- **TASK TO CARRY OUT**:
Scan the records beneath this line for the line holding "Target: king penguin" and the line holding "each like (277,421).", then transcribe exactly those two and all lines between.

- **RECORDED DATA**:
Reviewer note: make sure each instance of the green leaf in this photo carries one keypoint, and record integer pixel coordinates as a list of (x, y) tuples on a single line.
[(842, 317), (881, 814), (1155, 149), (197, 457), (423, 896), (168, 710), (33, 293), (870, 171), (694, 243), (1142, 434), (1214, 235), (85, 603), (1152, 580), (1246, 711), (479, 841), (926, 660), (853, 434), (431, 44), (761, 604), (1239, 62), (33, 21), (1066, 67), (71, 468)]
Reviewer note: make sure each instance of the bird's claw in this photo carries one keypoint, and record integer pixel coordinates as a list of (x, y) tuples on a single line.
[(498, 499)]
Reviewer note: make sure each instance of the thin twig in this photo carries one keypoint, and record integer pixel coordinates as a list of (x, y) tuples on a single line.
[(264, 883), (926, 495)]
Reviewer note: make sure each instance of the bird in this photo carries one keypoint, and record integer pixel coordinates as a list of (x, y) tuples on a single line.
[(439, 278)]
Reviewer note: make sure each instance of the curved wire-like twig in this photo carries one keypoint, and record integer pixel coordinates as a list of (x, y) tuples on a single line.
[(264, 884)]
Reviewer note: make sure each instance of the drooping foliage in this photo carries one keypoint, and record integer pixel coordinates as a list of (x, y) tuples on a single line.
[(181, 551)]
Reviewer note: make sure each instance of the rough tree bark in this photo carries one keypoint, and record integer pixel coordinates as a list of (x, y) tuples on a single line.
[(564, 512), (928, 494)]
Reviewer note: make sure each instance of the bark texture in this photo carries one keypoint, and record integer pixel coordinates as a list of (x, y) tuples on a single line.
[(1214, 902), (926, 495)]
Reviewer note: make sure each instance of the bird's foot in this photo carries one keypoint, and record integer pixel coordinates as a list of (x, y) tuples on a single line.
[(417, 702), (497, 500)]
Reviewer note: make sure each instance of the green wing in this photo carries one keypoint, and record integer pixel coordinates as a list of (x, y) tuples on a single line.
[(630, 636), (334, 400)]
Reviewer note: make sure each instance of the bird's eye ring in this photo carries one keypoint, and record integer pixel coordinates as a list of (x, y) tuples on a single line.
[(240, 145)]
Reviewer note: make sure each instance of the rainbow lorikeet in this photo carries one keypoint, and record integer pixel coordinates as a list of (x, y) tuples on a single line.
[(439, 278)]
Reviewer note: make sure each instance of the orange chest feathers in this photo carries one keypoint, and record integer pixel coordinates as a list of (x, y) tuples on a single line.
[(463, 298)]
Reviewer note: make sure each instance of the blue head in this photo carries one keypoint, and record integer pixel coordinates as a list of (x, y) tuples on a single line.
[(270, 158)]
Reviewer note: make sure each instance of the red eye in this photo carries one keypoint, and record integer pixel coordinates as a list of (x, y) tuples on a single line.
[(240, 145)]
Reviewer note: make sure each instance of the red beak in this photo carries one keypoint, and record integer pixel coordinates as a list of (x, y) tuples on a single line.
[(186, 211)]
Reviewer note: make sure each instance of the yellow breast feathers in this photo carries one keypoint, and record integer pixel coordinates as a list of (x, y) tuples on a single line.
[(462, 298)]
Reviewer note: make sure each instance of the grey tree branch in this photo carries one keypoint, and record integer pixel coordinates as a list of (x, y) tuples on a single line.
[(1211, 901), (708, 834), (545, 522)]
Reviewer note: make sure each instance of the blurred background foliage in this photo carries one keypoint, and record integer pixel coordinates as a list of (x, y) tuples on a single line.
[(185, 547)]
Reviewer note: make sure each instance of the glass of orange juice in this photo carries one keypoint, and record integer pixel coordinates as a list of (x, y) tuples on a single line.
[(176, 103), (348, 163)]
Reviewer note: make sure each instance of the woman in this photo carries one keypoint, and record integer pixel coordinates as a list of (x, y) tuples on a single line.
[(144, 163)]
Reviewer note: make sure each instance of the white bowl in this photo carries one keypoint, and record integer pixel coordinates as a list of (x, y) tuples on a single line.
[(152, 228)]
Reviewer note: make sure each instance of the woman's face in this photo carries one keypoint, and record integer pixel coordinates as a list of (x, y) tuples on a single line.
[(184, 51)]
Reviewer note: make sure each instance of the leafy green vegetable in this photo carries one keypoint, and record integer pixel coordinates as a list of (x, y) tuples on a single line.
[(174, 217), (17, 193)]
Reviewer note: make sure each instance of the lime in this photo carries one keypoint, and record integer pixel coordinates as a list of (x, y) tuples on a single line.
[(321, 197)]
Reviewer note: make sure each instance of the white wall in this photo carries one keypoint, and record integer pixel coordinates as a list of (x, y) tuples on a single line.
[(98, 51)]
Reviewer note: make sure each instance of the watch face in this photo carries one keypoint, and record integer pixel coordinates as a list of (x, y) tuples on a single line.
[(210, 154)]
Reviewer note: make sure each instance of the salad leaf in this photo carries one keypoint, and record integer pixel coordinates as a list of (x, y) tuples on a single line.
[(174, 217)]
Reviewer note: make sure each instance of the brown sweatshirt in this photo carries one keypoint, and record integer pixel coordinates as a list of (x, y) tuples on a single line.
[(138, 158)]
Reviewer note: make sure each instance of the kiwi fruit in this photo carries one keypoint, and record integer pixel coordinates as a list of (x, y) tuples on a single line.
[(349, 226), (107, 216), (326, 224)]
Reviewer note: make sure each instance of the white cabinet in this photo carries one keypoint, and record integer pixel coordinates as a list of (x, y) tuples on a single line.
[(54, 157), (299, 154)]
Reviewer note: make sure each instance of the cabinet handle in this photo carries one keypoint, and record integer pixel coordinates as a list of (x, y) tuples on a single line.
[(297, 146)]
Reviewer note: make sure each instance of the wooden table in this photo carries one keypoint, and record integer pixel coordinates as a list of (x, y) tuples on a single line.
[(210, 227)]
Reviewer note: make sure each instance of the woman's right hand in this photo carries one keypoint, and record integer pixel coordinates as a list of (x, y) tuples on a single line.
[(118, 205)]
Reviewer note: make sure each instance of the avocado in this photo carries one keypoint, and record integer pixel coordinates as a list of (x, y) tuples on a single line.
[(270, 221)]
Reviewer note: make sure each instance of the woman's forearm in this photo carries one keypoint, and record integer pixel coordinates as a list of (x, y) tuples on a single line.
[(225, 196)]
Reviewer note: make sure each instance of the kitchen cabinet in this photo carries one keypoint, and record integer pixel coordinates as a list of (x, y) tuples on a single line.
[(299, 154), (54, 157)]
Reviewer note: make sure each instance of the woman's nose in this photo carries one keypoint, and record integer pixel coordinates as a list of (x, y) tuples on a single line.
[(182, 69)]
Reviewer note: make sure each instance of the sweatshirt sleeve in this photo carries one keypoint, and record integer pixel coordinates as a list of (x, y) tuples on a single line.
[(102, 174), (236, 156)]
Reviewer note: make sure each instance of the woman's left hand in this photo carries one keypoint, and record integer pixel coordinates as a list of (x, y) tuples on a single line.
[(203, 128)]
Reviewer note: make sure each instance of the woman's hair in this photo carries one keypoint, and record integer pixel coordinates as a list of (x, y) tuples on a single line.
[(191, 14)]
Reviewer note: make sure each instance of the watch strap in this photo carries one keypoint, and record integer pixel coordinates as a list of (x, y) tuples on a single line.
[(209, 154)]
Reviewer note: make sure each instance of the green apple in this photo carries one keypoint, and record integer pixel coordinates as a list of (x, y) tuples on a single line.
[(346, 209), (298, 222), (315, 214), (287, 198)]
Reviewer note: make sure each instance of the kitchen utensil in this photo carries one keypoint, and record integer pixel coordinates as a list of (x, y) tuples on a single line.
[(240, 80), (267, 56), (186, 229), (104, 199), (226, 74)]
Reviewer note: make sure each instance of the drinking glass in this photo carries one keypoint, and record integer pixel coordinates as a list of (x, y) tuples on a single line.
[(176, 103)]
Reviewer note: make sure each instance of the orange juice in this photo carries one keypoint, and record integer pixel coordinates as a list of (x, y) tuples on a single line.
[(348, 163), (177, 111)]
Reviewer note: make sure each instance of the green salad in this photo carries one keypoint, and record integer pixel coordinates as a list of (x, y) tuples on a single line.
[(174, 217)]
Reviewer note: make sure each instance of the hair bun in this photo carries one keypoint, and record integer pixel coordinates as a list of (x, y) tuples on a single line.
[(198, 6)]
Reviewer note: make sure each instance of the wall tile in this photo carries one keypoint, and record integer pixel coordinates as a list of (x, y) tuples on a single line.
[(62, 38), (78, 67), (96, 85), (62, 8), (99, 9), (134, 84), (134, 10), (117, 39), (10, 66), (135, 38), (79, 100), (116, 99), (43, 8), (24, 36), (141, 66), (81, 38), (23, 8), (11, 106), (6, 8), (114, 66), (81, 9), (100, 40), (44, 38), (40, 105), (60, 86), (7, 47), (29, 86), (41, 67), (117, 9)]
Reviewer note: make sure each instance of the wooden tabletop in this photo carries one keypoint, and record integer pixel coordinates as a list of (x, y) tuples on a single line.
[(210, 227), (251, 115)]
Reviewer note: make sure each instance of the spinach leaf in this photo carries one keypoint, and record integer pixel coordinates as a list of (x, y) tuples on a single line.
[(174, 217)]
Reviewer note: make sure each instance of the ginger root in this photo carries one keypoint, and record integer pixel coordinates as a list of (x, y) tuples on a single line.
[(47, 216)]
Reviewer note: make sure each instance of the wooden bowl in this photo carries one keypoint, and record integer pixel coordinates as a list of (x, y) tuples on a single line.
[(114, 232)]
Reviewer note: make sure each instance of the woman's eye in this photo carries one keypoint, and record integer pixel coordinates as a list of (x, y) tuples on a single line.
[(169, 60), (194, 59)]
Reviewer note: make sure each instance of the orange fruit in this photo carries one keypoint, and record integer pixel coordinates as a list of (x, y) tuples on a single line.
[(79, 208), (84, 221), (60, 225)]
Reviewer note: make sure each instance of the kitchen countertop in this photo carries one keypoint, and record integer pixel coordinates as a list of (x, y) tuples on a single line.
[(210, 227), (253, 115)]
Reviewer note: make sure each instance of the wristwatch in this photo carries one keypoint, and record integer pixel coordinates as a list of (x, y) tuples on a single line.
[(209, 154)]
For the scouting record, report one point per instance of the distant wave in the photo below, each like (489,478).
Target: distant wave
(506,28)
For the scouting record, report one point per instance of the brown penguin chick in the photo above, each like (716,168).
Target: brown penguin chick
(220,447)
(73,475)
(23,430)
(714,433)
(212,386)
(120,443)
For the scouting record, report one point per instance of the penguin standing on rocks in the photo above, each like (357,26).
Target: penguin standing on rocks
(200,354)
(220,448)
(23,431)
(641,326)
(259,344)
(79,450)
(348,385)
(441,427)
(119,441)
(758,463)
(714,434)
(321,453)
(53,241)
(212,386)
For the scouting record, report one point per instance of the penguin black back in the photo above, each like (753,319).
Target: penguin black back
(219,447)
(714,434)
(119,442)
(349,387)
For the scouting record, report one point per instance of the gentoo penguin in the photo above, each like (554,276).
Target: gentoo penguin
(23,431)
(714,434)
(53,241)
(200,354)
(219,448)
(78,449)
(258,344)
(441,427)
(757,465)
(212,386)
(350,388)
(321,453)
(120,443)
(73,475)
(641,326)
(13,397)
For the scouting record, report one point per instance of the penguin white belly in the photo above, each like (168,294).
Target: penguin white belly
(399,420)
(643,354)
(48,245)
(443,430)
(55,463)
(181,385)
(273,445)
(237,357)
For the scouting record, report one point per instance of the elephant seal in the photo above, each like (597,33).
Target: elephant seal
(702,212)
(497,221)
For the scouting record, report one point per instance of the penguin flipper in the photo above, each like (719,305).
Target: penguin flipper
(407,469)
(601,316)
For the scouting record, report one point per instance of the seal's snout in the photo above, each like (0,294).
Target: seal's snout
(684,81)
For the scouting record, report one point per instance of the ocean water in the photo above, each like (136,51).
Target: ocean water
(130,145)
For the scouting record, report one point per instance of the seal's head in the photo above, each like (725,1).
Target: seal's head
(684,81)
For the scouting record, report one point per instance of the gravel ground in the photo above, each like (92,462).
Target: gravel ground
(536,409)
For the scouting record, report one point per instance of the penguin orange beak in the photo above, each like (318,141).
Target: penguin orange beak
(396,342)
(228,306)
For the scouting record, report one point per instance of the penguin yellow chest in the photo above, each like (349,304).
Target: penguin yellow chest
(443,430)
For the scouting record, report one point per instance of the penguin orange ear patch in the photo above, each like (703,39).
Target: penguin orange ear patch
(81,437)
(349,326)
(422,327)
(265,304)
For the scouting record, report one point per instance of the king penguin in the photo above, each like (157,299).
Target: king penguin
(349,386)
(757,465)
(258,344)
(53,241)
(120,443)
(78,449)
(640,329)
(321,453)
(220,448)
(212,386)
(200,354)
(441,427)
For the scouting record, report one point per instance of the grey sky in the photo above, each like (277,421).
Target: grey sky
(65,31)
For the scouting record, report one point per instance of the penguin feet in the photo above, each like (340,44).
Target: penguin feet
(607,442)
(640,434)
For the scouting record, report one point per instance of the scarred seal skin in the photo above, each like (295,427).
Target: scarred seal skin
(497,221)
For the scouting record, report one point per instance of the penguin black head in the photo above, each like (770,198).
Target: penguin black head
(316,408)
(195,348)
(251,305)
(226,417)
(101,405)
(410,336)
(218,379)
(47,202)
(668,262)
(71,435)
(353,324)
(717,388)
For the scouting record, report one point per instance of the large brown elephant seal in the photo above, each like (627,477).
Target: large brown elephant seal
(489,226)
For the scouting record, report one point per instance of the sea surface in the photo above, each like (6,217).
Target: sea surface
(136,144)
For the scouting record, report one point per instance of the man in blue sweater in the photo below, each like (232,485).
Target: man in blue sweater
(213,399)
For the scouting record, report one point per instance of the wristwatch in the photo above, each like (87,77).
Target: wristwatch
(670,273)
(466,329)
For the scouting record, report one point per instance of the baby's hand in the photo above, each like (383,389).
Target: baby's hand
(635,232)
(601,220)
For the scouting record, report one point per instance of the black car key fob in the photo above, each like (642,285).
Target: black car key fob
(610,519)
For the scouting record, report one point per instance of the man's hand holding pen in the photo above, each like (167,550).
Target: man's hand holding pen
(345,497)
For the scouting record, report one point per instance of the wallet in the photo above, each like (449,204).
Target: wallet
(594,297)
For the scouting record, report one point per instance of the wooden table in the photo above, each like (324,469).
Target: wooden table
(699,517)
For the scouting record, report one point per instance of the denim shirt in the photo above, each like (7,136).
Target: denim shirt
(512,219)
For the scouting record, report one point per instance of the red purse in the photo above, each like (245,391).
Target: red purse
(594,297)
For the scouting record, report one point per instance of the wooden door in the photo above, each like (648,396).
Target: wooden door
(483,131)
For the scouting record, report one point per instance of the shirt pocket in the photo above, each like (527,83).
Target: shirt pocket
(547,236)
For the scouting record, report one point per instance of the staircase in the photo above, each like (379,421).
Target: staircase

- **OUTPUT FOR THIS EXERCISE**:
Target: king penguin
(349,386)
(757,465)
(258,344)
(53,241)
(120,443)
(78,449)
(640,329)
(321,453)
(220,448)
(212,386)
(200,354)
(441,427)
For the scouting record, report one point per instance of the grey sky in the photo above, each like (277,421).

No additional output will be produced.